- [EXTRACT TO READ]
★ ★ ★ ★ ★ ★ ★

AgrAmplifier

Cite AgrAmplifier

If you use AgrAmplifier for research, please cite the following paper:

@article{shen2022better,
title={Better Together: Attaining the Triad of Byzantine-robust Federated Learning via Local Update Amplification},
author={Shen, Liyue and Zhang, Yanjun and Wang, Jingwei and Bai, Guangdong},
booktitle={Annual Computer Security Applications Conference (ACSAC ’22)},
year={2022},
publisher={ACM}
}

Code structure

To run the experiments, please run dataset_script.py, replace dataset with the dataset to experiment with. The code can execute directly without downloading dataset file. List of runnable script files

  • location_script.py (Refer to Sec 4.1 LOCATION30, line 537 of the original paper)
    • Approximately need 3000 sec for each experiment
  • cifar_script.py (Refer to Sec 4.1 CIFAR-10, line 529 of the original paper)
    • Approximately need 5700 sec for each experiment
  • mnist_script.py (Refer to Sec 4.1 MNIST, line 534 of the original paper)
    • Approximately need 8000 sec for each experiment
  • purchase_script.py (Refer to Sec 4.1 PURCHASE100, line 543 of the original paper)

★ ★ ★ ★ ★ ★ ★

- [GIVEN ENTRIES]

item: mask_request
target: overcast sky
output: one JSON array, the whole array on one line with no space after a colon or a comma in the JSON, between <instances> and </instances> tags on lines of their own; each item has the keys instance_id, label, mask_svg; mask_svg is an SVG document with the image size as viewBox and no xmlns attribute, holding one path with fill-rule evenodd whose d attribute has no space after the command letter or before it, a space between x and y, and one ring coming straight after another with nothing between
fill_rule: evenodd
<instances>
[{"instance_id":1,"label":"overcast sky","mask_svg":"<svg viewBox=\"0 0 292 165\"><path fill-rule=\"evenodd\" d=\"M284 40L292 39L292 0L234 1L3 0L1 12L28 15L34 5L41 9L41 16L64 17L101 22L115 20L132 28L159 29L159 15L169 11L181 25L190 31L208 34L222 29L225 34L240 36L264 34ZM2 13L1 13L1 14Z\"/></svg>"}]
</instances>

★ ★ ★ ★ ★ ★ ★

- [WHAT TO DO]
- 1) Reproduce the part of the AgrAmplifier text starting at "Code structure" and ending at "534 of the original paper)".
- 2) Extend the AgrAmplifier text past its final line.

- [PER-TASK ANSWERS]
- 1)
Code structure

To run the experiments, please run dataset_script.py, replace dataset with the dataset to experiment with. The code can execute directly without downloading dataset file. List of runnable script files

  • location_script.py (Refer to Sec 4.1 LOCATION30, line 537 of the original paper)
    • Approximately need 3000 sec for each experiment
  • cifar_script.py (Refer to Sec 4.1 CIFAR-10, line 529 of the original paper)
    • Approximately need 5700 sec for each experiment
  • mnist_script.py (Refer to Sec 4.1 MNIST, line 534 of the original paper)

- 2)
    • Approximately need 18000 sec for each experiment
  • texas_script.py (Refer to Sec 4.1 TEXAS100, line 550 of the original paper)
    • Approximately need 24000 sec for each experiment

Note: the script is not optimized for CUDA, so recommended to run with CPU device. CPU is assumed to be an AMD Rayzen 4800H or higher, RAM working with DDR4-3200 16GB. With a higher spec device, the time consumption can be significantly reduced. On some LINUX device, attempts to run TEXAS100 and PURCHASE may fail due to limited RAM, recommended to run with 64GB or higher.

E.g. in a LINUX environment, to execute the LOCATION30 experiment, please input the following command under the source code path

python location_script.py

Other files in the repository

  • constants.py Experiment constants, contains the default hyperparameter set for each expeirment
  • Defender.py Byzantine-robust aggregators, including
    • FL-Trust [1] (Refer to Sec 4.3.3, line 654 of the original paper, also in APPENDIX Algorithm 4)
    • Fang [2] (Refer to Sec 4.3.2, line 626 of the original paper, also in APPENDIX Algorithm 3)
    • Trimmed-mean [3] (Refer to Sec 2.2, line 236 of the original paper)
    • CosDen, EuDen, and MgDen (Refer to Sec 4.3.1, line 610 of the original paper, also in APPENDIX Algorithm 2)
  • FL_Models.py The models used for experiment, attacks are wrapped in this file, including
    • S&H attack [4] (Refer to Sec 4.2.1, line 581 of the original paper)
    • Label flipping (Refer to Sec 4.2.1, line 565 of the original paper)
    • Gradient ascent (Refer to Sec 4.2.1, line 570 of the original paper)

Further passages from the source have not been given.